Where the Wild Things Are is a 2009 fantasy adventure drama film directed by Spike Jonze. Written by Jonze and Dave Eggers, it is based on Maurice Sendak's 1963 children's book of the same name. It combines live-action, performers in costumes, animatronics, and computer-generated imagery (CGI). The film stars Max Records, Catherine Keener, and Mark Ruffalo, and features the voices of Lauren Ambrose, Chris Cooper, James Gandolfini, Catherine O'Hara, and Forest Whitaker. The film centers on a lonely young boy named Max who sails away to an island inhabited by creatures known as the "Wild Things", who declare Max their king.

In the early 1980s, The Walt Disney Company considered adapting the film as a blend of traditionally animated characters and computer-generated environments, but development did not go past a test film to see how the animation hybridizing would result. In 2001, Universal Studios acquired rights to the book's adaptation and initially attempted to develop a computer-animated adaptation with Disney animator Eric Goldberg, but the CGI concept was replaced with a live-action one in 2003, and Goldberg was dropped for Jonze. The film was produced by Tom Hanks, Gary Goetzman, Sendak, John Carls, and Vincent Landay, and made with an estimated budget of $100 million. Where the Wild Things Are was a joint production between Australia, Germany, and the United States, and was filmed principally in Melbourne.

Where the Wild Things Are was released on 16 October 2009, in the United States, on 3 December in Australia, and on 17 December in Germany. Despite concerns from within Warner Bros. and news outlets leading up to release over whether or not Jonze's approach to the film was suitable for children, the film was met with positive reviews and appeared on many year-end top ten lists. However, the film was a financial disappointment, grossing just $100 million against a production budget of $100 million. The film was released on DVD and Blu-ray on 2 March 2010.

• **Rows**:
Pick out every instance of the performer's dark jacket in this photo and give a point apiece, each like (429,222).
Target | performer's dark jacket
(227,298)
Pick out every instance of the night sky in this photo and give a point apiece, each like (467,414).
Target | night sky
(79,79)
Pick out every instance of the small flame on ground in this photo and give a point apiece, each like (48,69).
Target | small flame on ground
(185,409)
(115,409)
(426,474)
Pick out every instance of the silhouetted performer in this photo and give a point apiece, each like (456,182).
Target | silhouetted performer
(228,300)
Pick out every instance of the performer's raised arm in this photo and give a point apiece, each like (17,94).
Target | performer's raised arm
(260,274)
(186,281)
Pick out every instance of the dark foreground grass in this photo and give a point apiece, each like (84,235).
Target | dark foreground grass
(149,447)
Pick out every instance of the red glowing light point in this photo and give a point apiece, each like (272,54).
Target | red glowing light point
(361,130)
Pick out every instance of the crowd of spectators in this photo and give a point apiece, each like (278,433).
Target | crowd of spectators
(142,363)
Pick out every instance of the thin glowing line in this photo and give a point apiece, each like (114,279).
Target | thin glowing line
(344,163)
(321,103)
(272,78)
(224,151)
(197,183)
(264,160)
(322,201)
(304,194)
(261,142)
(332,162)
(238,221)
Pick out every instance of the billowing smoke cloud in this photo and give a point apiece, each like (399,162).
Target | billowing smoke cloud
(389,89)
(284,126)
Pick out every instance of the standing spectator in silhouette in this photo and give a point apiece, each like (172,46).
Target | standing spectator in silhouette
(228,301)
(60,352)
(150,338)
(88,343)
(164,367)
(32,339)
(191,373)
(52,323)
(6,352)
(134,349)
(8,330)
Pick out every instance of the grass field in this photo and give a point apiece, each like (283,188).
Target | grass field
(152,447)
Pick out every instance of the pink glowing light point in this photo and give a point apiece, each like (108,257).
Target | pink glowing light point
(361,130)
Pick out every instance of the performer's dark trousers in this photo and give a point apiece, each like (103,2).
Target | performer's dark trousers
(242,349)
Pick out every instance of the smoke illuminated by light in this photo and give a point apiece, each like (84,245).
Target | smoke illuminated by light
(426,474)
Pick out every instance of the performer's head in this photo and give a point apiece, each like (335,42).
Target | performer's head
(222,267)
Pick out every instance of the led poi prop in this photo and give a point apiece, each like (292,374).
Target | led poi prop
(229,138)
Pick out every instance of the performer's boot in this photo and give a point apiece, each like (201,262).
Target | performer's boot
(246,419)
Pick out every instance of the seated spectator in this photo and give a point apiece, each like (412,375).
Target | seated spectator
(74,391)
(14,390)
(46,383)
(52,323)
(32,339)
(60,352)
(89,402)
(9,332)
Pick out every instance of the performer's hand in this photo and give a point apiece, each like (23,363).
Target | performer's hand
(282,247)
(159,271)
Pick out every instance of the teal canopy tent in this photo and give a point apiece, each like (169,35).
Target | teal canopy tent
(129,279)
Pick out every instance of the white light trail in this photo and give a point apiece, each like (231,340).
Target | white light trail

• **Written task**: Can you condense the paragraph of the Where the Wild Things Are text that begins "In the early 1980s" into a short bulleted list that keeps its main facts? The lines aren't needed for this.

• **Solution for this exercise**:
- Early 1980s: Disney considered a blend of traditionally animated characters and computer-generated environments, but development went no further than a test film.
- 2001: Universal Studios acquired the adaptation rights and first tried a computer-animated version with Disney animator Eric Goldberg.
- 2003: The CGI concept was replaced with live action, and Goldberg was dropped for Jonze.
- Producers: Tom Hanks, Gary Goetzman, Sendak, John Carls and Vincent Landay, with an estimated budget of $100 million.
- Production: A joint production of Australia, Germany and the United States, filmed principally in Melbourne.